[begin EXCERPTED TEXT]

Data types represent a domains of values. In other words, data type represent constraints that can be used to validate a particular value. Data"type" is an attribute of any data value.

Bee use several kind of data types described below. Use these links to jump to a particular data type. Use browser back-button to revisit a particular data type:

Primitive types;
Constant literals;
Special types;
Type declaration;
Range type;
Domain type;
Constant declarations;
Variable declarations;
Modify values;
Alphanumeric type;
Type inference;
Type checking;
Boolean type;
Rational numbers;

Usability:

Bee is using a gradual typing system. We think dynamic typing is more fragile and prone to errors. Therefore Bee is a strongly typed language with type inference. That means any data is constrained by fixed "data type" rules.

[end EXCERPTED TEXT]
[begin DATA EXCERPTS]

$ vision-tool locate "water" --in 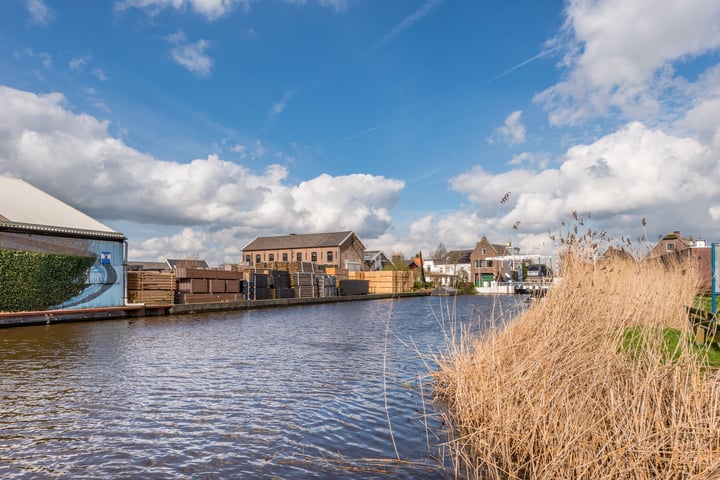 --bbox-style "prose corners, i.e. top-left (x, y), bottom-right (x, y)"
top-left (0, 296), bottom-right (518, 479)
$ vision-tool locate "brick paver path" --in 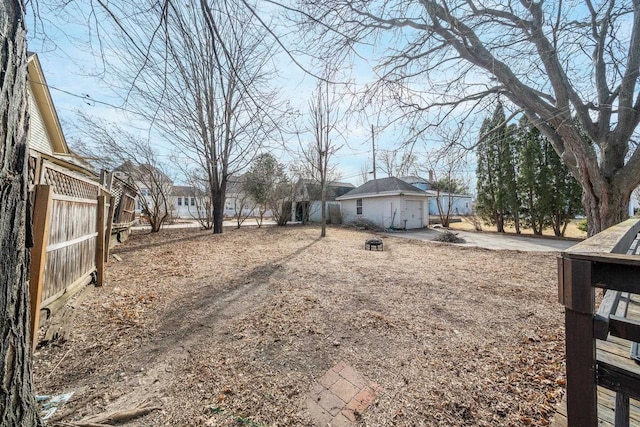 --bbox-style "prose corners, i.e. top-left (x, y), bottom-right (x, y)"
top-left (307, 362), bottom-right (382, 427)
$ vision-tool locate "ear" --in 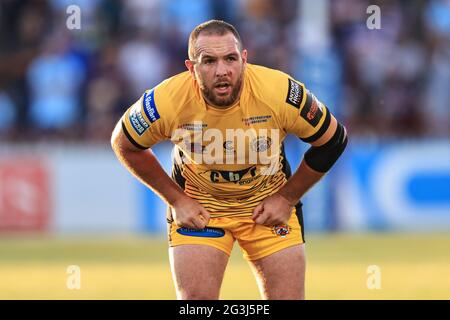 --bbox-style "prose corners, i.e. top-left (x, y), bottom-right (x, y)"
top-left (184, 60), bottom-right (194, 75)
top-left (241, 49), bottom-right (247, 65)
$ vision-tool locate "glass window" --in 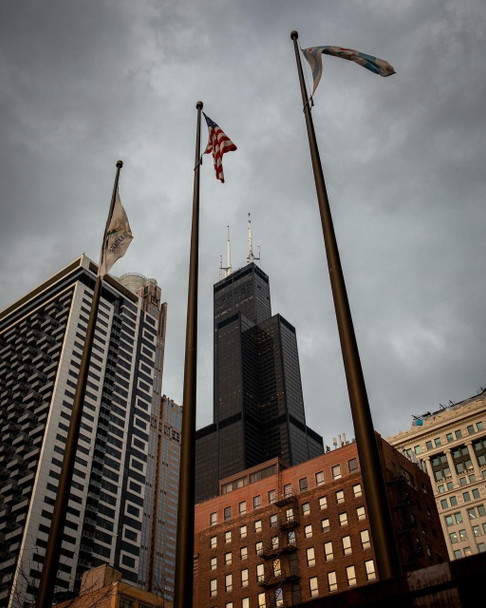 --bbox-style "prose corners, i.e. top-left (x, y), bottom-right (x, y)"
top-left (341, 536), bottom-right (353, 555)
top-left (327, 572), bottom-right (337, 591)
top-left (359, 530), bottom-right (371, 549)
top-left (346, 566), bottom-right (356, 587)
top-left (365, 559), bottom-right (376, 581)
top-left (241, 568), bottom-right (248, 587)
top-left (306, 547), bottom-right (316, 567)
top-left (324, 542), bottom-right (334, 562)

[end DATA EXCERPTS]

**COMPLETE THE FOLLOWING:**
1) In the text on Bee data types, what does a data type represent?
2) Using the text on Bee data types, explain why Bee is a strongly typed language.
3) Continue the text on Bee data types from the point where it stops.

**THE ANSWERS:**
1) A domain of values, meaning constraints that can be used to validate a particular value.

2) The designers of Bee think dynamic typing is more fragile and prone to errors. For that reason Bee is strongly typed, with type inference, so any data is constrained by fixed data type rules.

3)
Bee has predefined data types. You can create new data types based on predefined types using a type declaration. You can create sub-types or composite types having new constraints and rules that can improve data validation further.
A data type can be manipulated using rules and operators. You can have a variable of type: Type. To detect a data type of any variable you can use the introspection function type().

Primitive Types

Primitive data types are defined using one capital letter. This may be unusual in Computer Science but standard in Mathematics. Therefore Bee uses this convention.

Alias	Code	Description + Default representation
Boolean	B	Boolean or 8 bit number, 0 = False, >= 1 True
Alpha	A	Alpha-numeric E-ASCII ('0'..'9') ('a'..'Z')
Unicode	U	Unsigned 32 bit, max: U-FFFFFFFF (UTF32)
Rational	Q	Fix point representation number: like 1/2. Notation: Q(14,17)
Natural	N	Unsigned large positive integer 64 bit [0..+]
Integer	Z	Signed large integer 64 bit [-..+] Z(64)
Real	R	Double precision float 64 bit (-..+) R(64)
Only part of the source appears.